━━━━━ EXTRAIT DE PAGE

Par Réda Allali - TelQuel Magazine
Le grand patron du football mondial a le poids politique d’un chef d’État, et le poids économique d’un président de multinationale.
En est-il digne ?
L'homme se présente lui-même comme le président d’un État dont le gouvernement s’appelle la FIFA, il aime s’entourer d’un lourd protocole. Il s’appelle Joseph S. Blatter, Suisse de nationalité, et 68 ans au compteur. Depuis 1998, il dirige la maison FIFA, sans doute l’organisme international dont les
décisions sont le plus craintes dans le monde. En comparaison, les résolutions de l’ONU font figure de sympathiques conseils de grand-père sénile. Pourtant, celui qui préside aux destinées de 240 millions de footballeurs affiliés n’est pas au-dessus de tout soupçon. Retour sur sa trajectoire. Le grand public découvre le Suisse dans les années 90. Il est alors l’ombre du tout puissant Joao Havelange, qui lui délègue volontiers les tirages au sort des grandes compétitions. Ses talents de polyglotte, son amour des caméras et son goût des calembours transforment ces cérémonies austères en véritable shows. Après seize ans passés comme secrétaire général, il accède enfin au poste de président en 1998. Son premier mandat est marqué par l’affaire Zen-Ruffinen. Son propre secrétaire général produit en 2002 un rapport de trente pages où il décrit en détail les pratiques de corruption et de malversation émanant du Suisse. Dans la même période, un journaliste britannique respecté du Daily Mail, Andrew Jennings, publie un livre-enquête dans lequel il éreinte sans équivoque Blatter. Pour combler le tout, le comité exécutif de la FIFA se rebelle et réclame un audit. Bien peu d’hommes politiques se seraient remis d’un tel tir groupé. Mais Blatter fait face. Il n’y aura jamais d’audit : le Suisse est réélu en 2002 face à son concurrent direct, le Camerounais Issa Hayatou, vire sans ménagement Zen-Ruffinen et impose le silence dans les rangs. Pour comprendre comment un tel scandale a pu laisser intact l’organigramme de la FIFA, il faut se pencher sur la philosophie des personnalités qui la composent. En grande partie, il s’agit d’anciens dirigeants nationaux, tout heureux d’accéder à un pan de pouvoir inespéré et, surtout, aux innombrables avantages financiers qui vont avec. Le tout, sans rendre de compte à personne. Imagine-t-on le votant des îles Tonga, qui siège au comité exécutif avec ses 23 collègues, devoir justifier son vote ? Aucune raison, donc, de soulever le couvercle de la marmite pour y exhiber au grand jour une cuisine douteuse.

━━━━━━━━━━
━━━━━ DONNÉES D'ENTRÉE

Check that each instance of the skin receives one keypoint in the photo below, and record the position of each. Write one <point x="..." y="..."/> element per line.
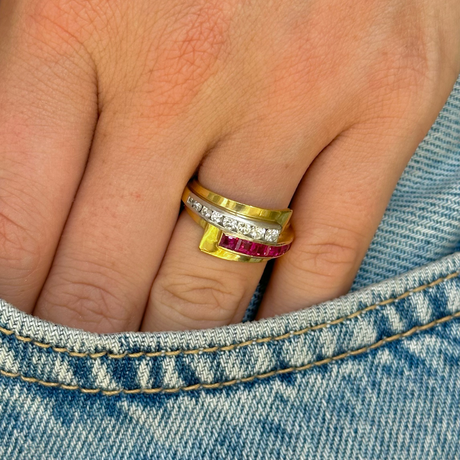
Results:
<point x="107" y="108"/>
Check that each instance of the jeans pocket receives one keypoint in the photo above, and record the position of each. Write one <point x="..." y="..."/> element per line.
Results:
<point x="372" y="374"/>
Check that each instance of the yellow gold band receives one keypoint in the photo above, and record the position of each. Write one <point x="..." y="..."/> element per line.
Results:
<point x="237" y="231"/>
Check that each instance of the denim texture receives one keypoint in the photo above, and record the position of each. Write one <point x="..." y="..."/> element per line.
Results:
<point x="374" y="374"/>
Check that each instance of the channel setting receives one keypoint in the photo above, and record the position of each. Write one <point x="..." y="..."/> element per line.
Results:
<point x="237" y="231"/>
<point x="229" y="223"/>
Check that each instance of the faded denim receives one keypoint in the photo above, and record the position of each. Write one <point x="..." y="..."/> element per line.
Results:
<point x="374" y="374"/>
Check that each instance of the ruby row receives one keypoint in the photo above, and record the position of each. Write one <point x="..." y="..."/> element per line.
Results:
<point x="250" y="248"/>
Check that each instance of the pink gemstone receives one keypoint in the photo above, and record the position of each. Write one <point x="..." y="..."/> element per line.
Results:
<point x="243" y="246"/>
<point x="273" y="251"/>
<point x="254" y="250"/>
<point x="262" y="250"/>
<point x="228" y="242"/>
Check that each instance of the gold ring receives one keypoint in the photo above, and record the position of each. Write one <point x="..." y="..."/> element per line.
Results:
<point x="237" y="231"/>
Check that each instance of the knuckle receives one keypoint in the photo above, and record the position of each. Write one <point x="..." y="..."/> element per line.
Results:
<point x="331" y="256"/>
<point x="20" y="249"/>
<point x="194" y="298"/>
<point x="94" y="302"/>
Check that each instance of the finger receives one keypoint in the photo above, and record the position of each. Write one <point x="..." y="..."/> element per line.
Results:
<point x="120" y="224"/>
<point x="195" y="290"/>
<point x="48" y="111"/>
<point x="337" y="209"/>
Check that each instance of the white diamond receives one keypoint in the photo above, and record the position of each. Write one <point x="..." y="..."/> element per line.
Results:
<point x="272" y="234"/>
<point x="197" y="206"/>
<point x="257" y="233"/>
<point x="217" y="217"/>
<point x="243" y="228"/>
<point x="206" y="212"/>
<point x="230" y="223"/>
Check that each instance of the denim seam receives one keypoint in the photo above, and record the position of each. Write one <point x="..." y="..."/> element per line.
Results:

━━━━━━━━━━

-- EXERCICES --
**1)** Réécrivez les lignes de données depuis celle qui contient « Check that each instance of the white » jusqu'à la dernière ligne de données incluse, en substituant « clear diamond » à « white diamond ». Ne modifiez rien d'autre.
**2)** Reprenez l'article sur Joseph S. Blatter et la FIFA là où il s'arrête, puis poursuivez-en la rédaction.

-- RÉPONSES PAR EXERCICE --
**1)**
Check that each instance of the clear diamond receives one keypoint in the photo above, and record the position of each. Write one <point x="..." y="..."/> element per line.
Results:
<point x="272" y="234"/>
<point x="197" y="206"/>
<point x="257" y="233"/>
<point x="217" y="217"/>
<point x="243" y="228"/>
<point x="206" y="212"/>
<point x="230" y="223"/>
Check that each instance of the denim seam receives one keypoint in the photo above, and record the position of each. Write one <point x="..." y="..."/> element per line.
Results:

**2)**
Objectif Afrique du Sud
Mais pour battre l’Africain sur son terrain, Blatter a dû composer, promettant enfin l’organisation d’une Coupe du monde et des projets à la pelle pour le continent noir. Dans son esprit, c’est bien sûr l’Afrique du Sud qui doit abriter l’édition 2010, une décision claire dans sa tête dès 2002. Pourquoi ce parti pris ? Passons sur les soupçons de corruption, largement alimentés par les révélations de Jennings sur les pratiques du Suisse. Il y a une autre explication : l’ego surdimensionné de Blatter. On sait que l’homme rêve de marquer l’histoire du football, et il se dit même qu’il rêve à haute voix d’un prix Nobel, rien de moins. Pour y parvenir, il est convaincu que l’aura de l’Afrique du Sud et de ses trois prix Nobel - Desmond Tutu, Nelson Mandela et Frederik De Klerk - le servira. Dès lors que l’objectif est clair, la stratégie qui en découle s’impose également. Blatter commence par favoriser une multitude de candidatures arabes, qu’il écartera plus tard à la veille du scrutin décisif. Il prend lui-même les rendez-vous pour Nelson Mandela, quand il n’appelle pas directement les votants pour faire pression. Il coopte de nombreux Sud-Africains dans les commissions de la FIFA, comme celle consacrée à "Organisation de la Coupe du monde de la FIFA " (sic) ou dans la commission "Marketing et télévision".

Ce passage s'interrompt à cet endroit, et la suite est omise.